* [The problem]:
Please reproduce only the lines of the material from the one containing "Above you see an image. Please scan it for green" through the end, inclusive. Keep all other text unchanged, but shift every box coordinate in them by adding 24.

* [Given records]:
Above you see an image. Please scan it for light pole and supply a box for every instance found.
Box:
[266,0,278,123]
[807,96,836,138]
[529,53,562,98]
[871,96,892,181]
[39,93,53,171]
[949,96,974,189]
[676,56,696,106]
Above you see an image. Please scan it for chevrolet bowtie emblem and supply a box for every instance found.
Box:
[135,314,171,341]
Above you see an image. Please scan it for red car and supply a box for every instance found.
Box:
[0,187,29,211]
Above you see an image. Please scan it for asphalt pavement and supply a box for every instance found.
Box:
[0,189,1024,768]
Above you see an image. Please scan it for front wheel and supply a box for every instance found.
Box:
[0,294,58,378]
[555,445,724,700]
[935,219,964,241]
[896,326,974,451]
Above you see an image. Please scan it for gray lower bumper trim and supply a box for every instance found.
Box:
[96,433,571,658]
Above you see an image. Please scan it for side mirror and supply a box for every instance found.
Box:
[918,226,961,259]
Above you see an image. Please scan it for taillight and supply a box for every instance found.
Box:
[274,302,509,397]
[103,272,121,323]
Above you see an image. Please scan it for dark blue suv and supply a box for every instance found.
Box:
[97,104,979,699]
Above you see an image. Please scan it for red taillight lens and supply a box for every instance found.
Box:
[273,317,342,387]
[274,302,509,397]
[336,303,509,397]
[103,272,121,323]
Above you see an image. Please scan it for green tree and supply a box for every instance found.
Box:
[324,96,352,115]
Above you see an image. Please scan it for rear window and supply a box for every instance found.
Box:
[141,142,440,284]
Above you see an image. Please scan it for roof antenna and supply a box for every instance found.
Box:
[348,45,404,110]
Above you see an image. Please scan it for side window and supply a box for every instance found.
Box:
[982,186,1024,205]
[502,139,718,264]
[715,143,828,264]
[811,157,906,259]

* [Written reply]:
Above you see an image. Please scan it for green tree and supply a box for every instance found.
Box:
[348,120,376,139]
Above you see an image. Please scan it for rear window and supply a box for every instance found.
Box:
[165,166,464,308]
Above you see an image. Please scan it for roof antenna and supply a box for every instance found.
Box:
[372,69,428,134]
Above you see an image. Please scan it for side window and supply a box for every instance found.
Box:
[1006,210,1048,229]
[526,163,742,288]
[739,167,852,288]
[835,181,930,283]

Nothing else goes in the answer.